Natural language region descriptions
===============

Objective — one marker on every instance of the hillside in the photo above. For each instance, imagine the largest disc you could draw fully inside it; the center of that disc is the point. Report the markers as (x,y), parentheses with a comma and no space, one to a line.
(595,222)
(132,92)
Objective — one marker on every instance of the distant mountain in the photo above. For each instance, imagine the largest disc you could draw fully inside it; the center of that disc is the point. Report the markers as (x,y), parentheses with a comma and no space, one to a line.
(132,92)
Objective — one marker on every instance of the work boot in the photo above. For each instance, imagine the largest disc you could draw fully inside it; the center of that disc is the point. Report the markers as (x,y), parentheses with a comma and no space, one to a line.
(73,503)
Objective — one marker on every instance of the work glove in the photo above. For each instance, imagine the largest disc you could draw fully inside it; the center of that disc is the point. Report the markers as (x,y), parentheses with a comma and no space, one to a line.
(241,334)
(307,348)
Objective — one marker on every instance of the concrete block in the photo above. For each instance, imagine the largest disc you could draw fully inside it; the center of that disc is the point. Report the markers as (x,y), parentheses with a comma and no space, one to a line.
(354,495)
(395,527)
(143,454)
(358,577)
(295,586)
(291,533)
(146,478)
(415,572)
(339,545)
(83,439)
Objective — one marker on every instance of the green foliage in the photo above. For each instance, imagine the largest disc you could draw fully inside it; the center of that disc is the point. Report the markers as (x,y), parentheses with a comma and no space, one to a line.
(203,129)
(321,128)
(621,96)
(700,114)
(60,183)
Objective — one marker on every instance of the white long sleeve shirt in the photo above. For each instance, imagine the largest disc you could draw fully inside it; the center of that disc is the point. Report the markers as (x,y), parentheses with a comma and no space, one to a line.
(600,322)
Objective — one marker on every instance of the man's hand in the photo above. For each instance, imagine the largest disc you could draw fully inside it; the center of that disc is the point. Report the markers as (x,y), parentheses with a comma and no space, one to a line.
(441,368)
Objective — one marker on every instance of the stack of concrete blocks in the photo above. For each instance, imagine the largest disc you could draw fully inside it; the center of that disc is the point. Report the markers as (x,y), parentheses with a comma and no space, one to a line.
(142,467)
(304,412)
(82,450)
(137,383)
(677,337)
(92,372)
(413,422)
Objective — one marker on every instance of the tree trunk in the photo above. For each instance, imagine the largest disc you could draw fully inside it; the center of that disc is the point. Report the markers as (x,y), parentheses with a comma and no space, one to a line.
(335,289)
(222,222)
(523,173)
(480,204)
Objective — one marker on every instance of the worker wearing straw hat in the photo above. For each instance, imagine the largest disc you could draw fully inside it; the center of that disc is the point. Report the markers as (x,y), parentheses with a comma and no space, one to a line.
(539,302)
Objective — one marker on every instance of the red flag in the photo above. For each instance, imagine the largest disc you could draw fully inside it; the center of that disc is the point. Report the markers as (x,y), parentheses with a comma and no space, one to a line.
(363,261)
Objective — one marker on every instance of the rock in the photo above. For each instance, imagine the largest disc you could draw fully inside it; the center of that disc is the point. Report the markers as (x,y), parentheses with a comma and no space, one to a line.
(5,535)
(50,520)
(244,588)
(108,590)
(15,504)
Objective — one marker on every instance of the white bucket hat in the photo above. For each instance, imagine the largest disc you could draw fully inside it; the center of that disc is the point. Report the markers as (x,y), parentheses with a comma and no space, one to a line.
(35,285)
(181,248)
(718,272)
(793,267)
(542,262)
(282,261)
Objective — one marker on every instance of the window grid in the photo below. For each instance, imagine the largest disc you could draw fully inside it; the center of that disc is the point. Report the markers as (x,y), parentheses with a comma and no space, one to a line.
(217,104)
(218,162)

===============

## [Exercise description]
All records shown above are to be given again verbatim.

## [Solution below]
Objective — one marker on every instance of the hillside in the photo above. For each instance, imagine the largest disc you could draw fully inside it; the center of that disc is the point. Report the markers as (x,y), parentheses with a comma and no space, one to a line.
(595,222)
(132,92)
Objective — one marker on every instance of the distant mountain in the photo above. For each instance, imagine the largest disc you could draw fully inside it; the center of that disc is the point. Report the markers as (x,y), parentheses with a comma and no space, one to a line.
(132,92)
Objective — one marker on every instance of the work boot in the photo above. For each instance, imagine the largest disc you could draw fully inside it; the center of that disc is the point. Report the markers as (x,y), parentheses with a comma and no space, one to a line.
(73,503)
Objective — one marker on every instance of the work glove in the photo above. For each instance, imagine the largest disc you could draw fully inside it; the center of that disc is the point. Report the markers as (x,y), parentheses with a comma and no space, one to a line.
(241,334)
(307,348)
Objective — one marker on every instance of the concrete block in the photo above. For each instance, imagine the largest disc you could draw fully inside it; the center of that disc is the point. Report the markers as (x,y), parentheses with a comma and no space, one to a line.
(354,495)
(395,527)
(143,454)
(358,577)
(295,586)
(291,533)
(146,478)
(415,572)
(339,545)
(83,439)
Objective — one marker on every instance of the green foliage in the photo above. For each instance, imagine the largest disc you could draw fully inside it; the center of that disc is the point. Report the markers as (x,y), parentheses with a comma and no space, one to a line.
(203,129)
(321,128)
(621,96)
(700,114)
(60,183)
Objective — one marker on every instance of the white long sleeve shirt in the photo above. For each instance, imagine the largest disc you could draw fully inside it; the center of that disc is the point. Report the markers as (x,y), parentheses with a comma and no space, one to a line.
(600,322)
Objective — one marker on every instance of the man's hand in the photo above. For each instance, imagine the largest disc you could draw fully inside it; the center of that disc is the point. Report the markers as (x,y), parentheses with a comma and no space, one to a line.
(441,368)
Objective — one marker on every instance of the stack of concrete blocks in the photo above. For each instance, imagine the largest disc you could draw fully inside it; the center of that disc is the point. Report the markers as (x,y), parentheses with a comma and no space, one to a line.
(142,467)
(304,412)
(82,450)
(137,383)
(677,337)
(92,372)
(413,422)
Objective — one marker on every instance of the tree trunk in the photo above. For each instance, imagine the largest disc you could draw fully inside it; the center of that disc is the point. Report the markers as (x,y), parentheses with a comma and no space, one to a line.
(335,289)
(222,222)
(523,173)
(480,204)
Objective — one marker on every instance of the worker wearing straw hat in the photo above. For each instance, imagine the largest disc you could draw fully inside it; the center of that disc is the point. Report the markers as (x,y), parentheses with a comma and no space, one to a line.
(539,302)
Objective — one marker on every instance of the red flag in the photo above. For each instance, imagine the largest disc you could draw fully inside it; the center of that disc is the point. Report the markers as (x,y), parentheses with a comma and no space, one to a line.
(363,261)
Objective — one marker on every instance of the rock in the photo above. For each instance, imagine the largest disc you could draw fully inside it; the center of that disc is the point. Report the markers as (x,y), parentheses with a comma and no space, one to a line.
(5,535)
(50,520)
(244,588)
(108,590)
(15,504)
Objective — one marker on every instance of the white bucket hat in the photo above. For each instance, imagine the largest disc you could draw fully inside it; the center of that disc is the point. Report the markers as (x,y), parentheses with a comma and no space, one to a line.
(35,285)
(181,248)
(718,272)
(793,267)
(542,262)
(282,261)
Objective — one marker on every instance of the window grid in the photo below. For each instance, imagine the largest disc you could draw fully inside it; the center of that disc is the point. Report the markers as (x,y), parentheses with a comma and no space, one to a line.
(217,104)
(218,162)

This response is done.